Exercises>
[a] Answer from the article on the D.C. budget proposal:
(i) What did the D.C. government want $18 million for?
(ii) Who wrote a letter to members of Congress in response to the budget proposal?
(iii) What program would the Trump budget proposal nearly double money for?
[b] Extend the article on the D.C. budget proposal with a few more sentences that pick up after its final one.
━━━ Text section ━━━
President Trump upped funding for the District to provide security at huge rallies and other events in the budget proposal released Monday but still fell short of the amount the city says is needed.
But the D.C. government wanted $18 million for other security expenses, the same amount the federal government provided this fiscal year after Congress intervened.
“As the seat of the federal government, the District hosts a broad range of public events that require significant planning and activity,” Mayor Muriel E. Bowser (D) wrote in a letter to members of Congress in response to the budget proposal. “D.C. is a popular site for First Amendment related activities, which are increasing in number and size.”
As in past years, the Trump budget proposal would nearly double money for a voucher program and make equal contributions to the city’s traditional public school and charter sectors.
━━━ Supplied entries ━━━
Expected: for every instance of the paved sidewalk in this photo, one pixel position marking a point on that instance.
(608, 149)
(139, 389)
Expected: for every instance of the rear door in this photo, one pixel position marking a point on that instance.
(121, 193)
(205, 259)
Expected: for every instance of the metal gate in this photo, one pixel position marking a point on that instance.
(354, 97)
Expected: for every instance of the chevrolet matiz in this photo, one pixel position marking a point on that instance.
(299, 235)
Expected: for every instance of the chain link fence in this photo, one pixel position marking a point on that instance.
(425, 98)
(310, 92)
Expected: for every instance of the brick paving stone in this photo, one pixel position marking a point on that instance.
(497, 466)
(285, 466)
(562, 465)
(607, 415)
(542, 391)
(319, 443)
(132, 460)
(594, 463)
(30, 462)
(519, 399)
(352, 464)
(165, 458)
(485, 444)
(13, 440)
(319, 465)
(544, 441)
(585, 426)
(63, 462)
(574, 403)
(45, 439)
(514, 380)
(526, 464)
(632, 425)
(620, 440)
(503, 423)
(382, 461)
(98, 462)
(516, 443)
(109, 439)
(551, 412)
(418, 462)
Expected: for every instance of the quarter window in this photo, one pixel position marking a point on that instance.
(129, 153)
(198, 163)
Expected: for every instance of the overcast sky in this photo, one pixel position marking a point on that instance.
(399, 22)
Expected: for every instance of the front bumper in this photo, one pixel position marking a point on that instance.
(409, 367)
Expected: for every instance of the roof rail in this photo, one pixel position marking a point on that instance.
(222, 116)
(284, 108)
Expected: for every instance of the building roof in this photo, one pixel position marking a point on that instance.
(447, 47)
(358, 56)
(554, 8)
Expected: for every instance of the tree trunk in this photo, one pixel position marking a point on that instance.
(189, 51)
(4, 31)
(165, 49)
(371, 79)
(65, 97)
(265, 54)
━━━
Written answers>
[a]
(i) Other security expenses.
(ii) Mayor Muriel E. Bowser.
(iii) A voucher program.

[b]
It also eliminates a federal scholarship program for college students from the District. The budget will be debated and changed by Congress before it is approved. In past years, Congress has restored the funding for the scholarships, known as Tuition Assistance Grants, or TAG.
The security fund has been one of the city’s top priorities because the District has seen more events since Trump took office, including hundreds of protests a year, a white-supremacist march and last year’s Fourth of July festivities that drew large crowds to the president’s speech and military display.
Bowser warned the president last fall that the security fund was on the verge of going bankrupt after the overhauled Fourth of July celebration cost the city government $1.7 million.
D.C. Del. Eleanor Holmes Norton (D) and Sen. Chris Van Hollen (D-Md.) helped the city secure an additional $6 million to avoid a deficit in the security fund, on top of the $12 million already appropriated. Local leaders want to maintain the funding at $18 million a year, especially with an election year looming and the prospect of more major demonstrations.
City officials say they are still owed more than $7 million for Trump’s 2017 inauguration.
Trump’s budget attempts to deliver on a campaign promise to expand the voucher program, which pays for low-income families in the nation’s capital to attend private and religious schools.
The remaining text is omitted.